Task goal — The whole listing is to be restated word for word with no images.

=== Section Start ===

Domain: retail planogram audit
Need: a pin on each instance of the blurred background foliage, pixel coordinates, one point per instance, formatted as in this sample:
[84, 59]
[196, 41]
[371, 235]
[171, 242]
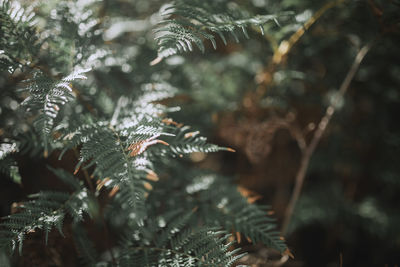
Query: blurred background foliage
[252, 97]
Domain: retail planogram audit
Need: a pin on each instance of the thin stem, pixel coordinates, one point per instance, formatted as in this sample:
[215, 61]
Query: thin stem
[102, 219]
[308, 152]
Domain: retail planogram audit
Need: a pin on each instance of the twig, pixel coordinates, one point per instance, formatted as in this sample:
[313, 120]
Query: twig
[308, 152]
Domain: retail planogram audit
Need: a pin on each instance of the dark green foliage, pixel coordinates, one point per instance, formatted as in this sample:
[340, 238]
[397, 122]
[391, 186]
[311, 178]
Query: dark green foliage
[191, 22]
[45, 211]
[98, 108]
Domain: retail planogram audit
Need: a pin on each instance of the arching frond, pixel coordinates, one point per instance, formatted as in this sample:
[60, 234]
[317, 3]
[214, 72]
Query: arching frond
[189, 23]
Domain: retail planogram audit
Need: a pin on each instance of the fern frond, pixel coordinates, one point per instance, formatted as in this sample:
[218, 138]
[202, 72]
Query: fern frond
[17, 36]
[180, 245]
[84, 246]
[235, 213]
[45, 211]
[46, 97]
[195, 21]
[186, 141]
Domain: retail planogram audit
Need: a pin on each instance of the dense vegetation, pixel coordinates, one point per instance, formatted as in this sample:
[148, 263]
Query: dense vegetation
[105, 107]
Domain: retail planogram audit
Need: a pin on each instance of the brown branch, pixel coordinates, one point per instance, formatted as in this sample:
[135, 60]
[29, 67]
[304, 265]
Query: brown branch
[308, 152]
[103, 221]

=== Section End ===

Solution for this problem —
Domain: retail planogram audit
Need: a pin on each instance of the blurred background foliage, pixel coordinates, one point per instance, formatted as in this sample:
[84, 59]
[196, 41]
[371, 235]
[171, 242]
Query: blurred background foliage
[252, 97]
Domain: retail planogram audit
Need: a pin on each instance of the thin stem, pixel coordinates, one point per instance, formatted as in this sample:
[215, 61]
Query: thin stem
[102, 219]
[308, 152]
Domain: retail planogram audit
Need: a pin on each instance of the twig, pixel coordinates, one point per instance, formatted as in this sample:
[313, 120]
Query: twig
[308, 152]
Domain: retail planogram audit
Need: a pin on each instance of the dark green foliage, pixel coordinates, one point per instance, formatted as in this sample:
[340, 238]
[397, 122]
[391, 186]
[311, 178]
Query: dark green foliage
[191, 22]
[45, 211]
[98, 108]
Domain: retail planogram audit
Need: a pin on each instance of the arching frond, pixel coordinates, one point per instance, formatted as in this sample:
[60, 234]
[317, 3]
[214, 72]
Query: arching frond
[189, 23]
Domain: retail planogram audit
Need: a pin on each instance of the fern frond, pixel coordinates, one point per instance, formatted as in this sample:
[218, 138]
[202, 72]
Query: fern frond
[17, 36]
[180, 245]
[84, 246]
[235, 213]
[45, 211]
[46, 97]
[195, 21]
[186, 141]
Domain: retail planogram audit
Need: a pin on each instance of the dense vegetation, pixel coordinates, one point per instance, formatted as in this sample:
[148, 263]
Query: dense vegetation
[105, 107]
Domain: retail planogram audit
Need: a pin on each instance of the brown branch, pixel coordinates, one point per instance, formatted as in this sample:
[135, 60]
[29, 67]
[304, 265]
Query: brown branch
[308, 152]
[103, 221]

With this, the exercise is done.